*** Data shown

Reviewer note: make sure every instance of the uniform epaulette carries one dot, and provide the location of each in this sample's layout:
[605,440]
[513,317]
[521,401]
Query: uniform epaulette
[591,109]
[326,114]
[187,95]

******
*** Data shown

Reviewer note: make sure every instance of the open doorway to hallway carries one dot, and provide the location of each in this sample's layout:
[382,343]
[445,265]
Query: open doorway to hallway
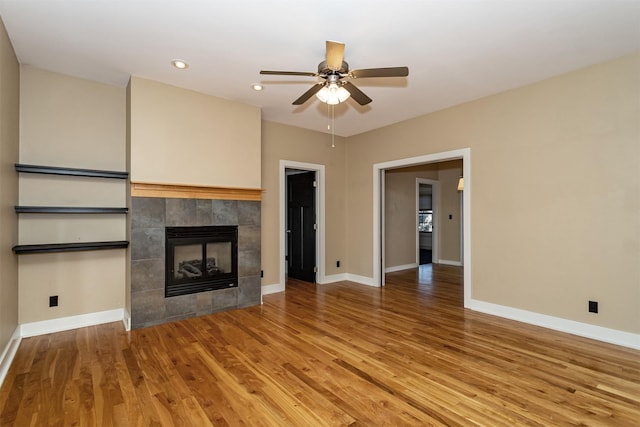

******

● **Work instruction**:
Going through the entries above, count each line that has the word "every" and report only the count.

● **Your solution**:
2